Identify all lines of the data containing the string "camera" and copy them.

§

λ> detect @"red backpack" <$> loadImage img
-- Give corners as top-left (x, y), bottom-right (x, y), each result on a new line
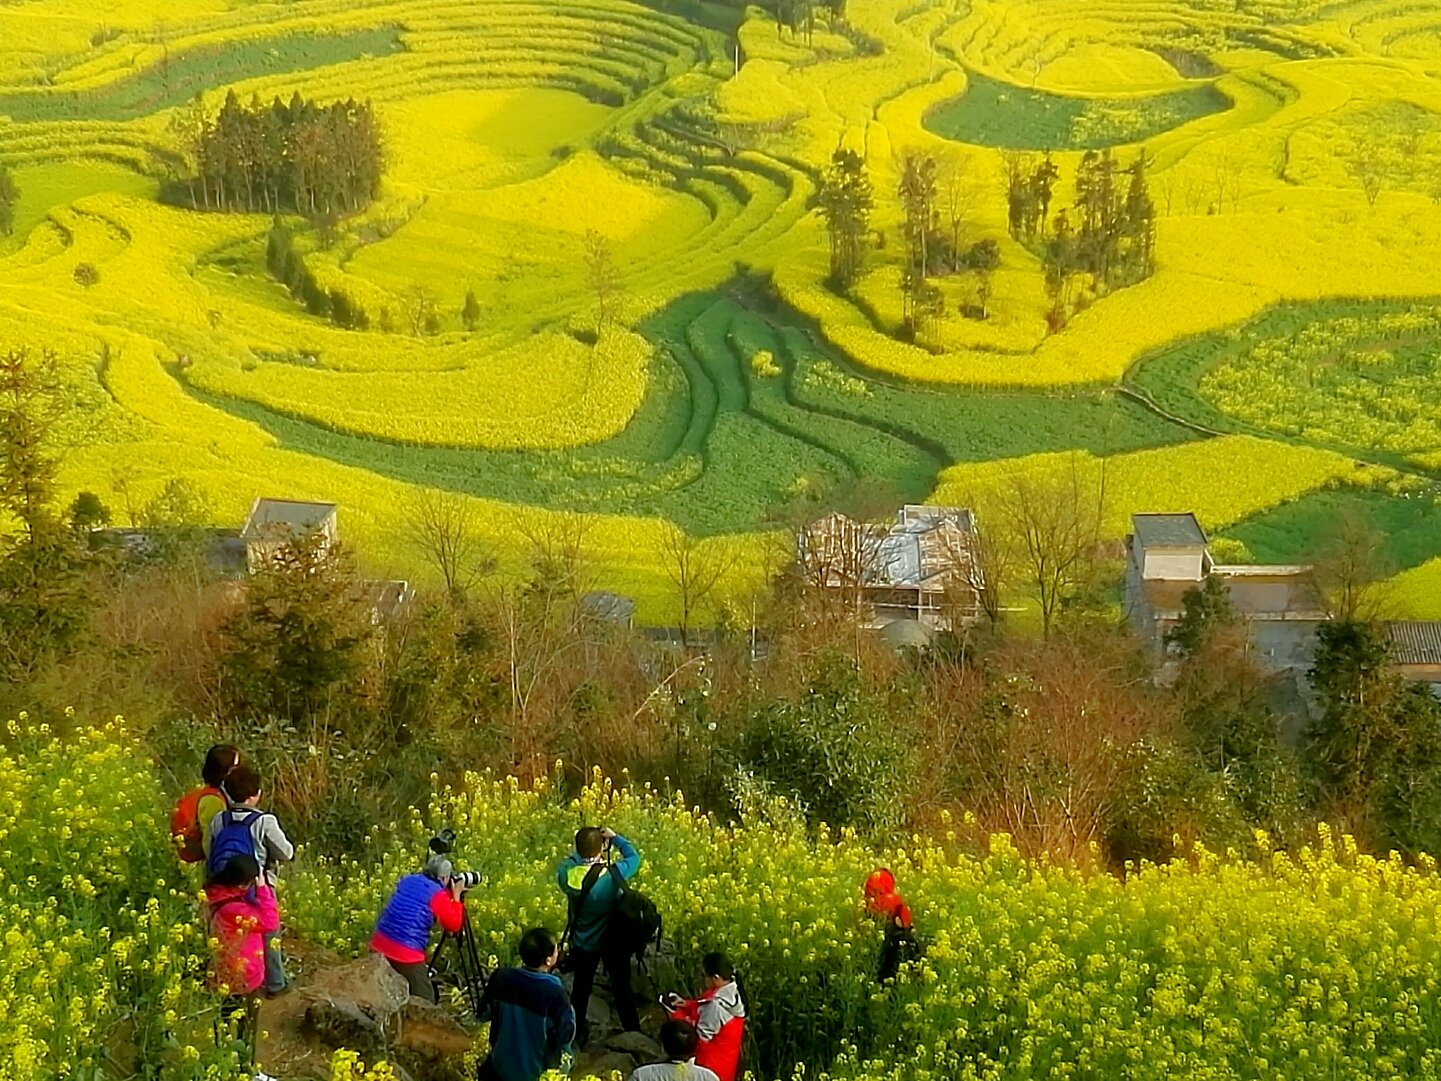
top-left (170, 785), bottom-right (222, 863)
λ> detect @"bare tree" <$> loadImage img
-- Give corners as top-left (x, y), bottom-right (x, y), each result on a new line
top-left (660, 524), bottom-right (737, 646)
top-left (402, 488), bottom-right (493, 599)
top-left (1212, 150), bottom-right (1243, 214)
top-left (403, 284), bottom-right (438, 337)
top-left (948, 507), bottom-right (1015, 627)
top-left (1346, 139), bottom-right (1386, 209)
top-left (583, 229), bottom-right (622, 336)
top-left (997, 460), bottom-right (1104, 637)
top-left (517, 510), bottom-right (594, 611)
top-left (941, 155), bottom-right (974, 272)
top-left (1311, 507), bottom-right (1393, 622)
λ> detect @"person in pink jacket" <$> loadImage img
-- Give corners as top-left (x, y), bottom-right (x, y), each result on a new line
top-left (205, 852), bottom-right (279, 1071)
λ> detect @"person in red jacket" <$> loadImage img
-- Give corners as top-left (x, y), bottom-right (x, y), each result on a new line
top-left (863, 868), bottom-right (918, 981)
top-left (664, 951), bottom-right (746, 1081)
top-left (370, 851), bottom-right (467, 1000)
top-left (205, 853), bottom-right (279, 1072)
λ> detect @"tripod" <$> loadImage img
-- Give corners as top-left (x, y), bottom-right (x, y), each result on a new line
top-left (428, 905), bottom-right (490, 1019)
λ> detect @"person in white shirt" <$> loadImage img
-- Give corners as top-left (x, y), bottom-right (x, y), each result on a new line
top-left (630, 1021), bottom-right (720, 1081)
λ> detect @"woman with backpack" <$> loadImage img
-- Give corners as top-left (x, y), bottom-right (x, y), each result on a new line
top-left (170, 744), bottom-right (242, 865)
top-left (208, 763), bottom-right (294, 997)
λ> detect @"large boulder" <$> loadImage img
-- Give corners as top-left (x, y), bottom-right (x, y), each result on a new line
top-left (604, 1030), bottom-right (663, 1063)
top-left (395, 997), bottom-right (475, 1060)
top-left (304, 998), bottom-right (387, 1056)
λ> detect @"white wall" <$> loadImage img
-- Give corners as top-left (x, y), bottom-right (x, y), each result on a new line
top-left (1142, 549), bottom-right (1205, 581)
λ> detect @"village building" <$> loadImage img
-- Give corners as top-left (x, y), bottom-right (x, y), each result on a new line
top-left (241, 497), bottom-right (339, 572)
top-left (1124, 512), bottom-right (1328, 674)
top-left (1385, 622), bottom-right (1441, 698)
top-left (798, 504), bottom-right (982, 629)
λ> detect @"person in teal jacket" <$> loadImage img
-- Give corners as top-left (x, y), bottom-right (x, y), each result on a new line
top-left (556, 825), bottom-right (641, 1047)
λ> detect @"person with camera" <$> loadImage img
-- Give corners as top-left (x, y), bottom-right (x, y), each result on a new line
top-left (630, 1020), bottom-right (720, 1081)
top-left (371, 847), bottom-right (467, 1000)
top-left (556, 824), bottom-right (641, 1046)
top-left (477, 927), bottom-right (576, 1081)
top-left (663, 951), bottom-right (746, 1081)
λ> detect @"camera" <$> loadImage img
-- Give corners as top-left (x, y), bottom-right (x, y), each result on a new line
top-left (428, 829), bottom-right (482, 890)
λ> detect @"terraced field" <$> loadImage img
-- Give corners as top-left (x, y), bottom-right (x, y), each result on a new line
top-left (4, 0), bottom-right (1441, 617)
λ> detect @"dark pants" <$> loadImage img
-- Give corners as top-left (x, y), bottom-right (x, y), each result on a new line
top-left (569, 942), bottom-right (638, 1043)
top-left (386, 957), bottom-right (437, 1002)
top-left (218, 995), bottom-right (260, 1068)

§

- [YOUR RESPONSE]:
λ> detect @"person with camera" <$> loadImage img
λ> detect @"camera" <$> loadImage img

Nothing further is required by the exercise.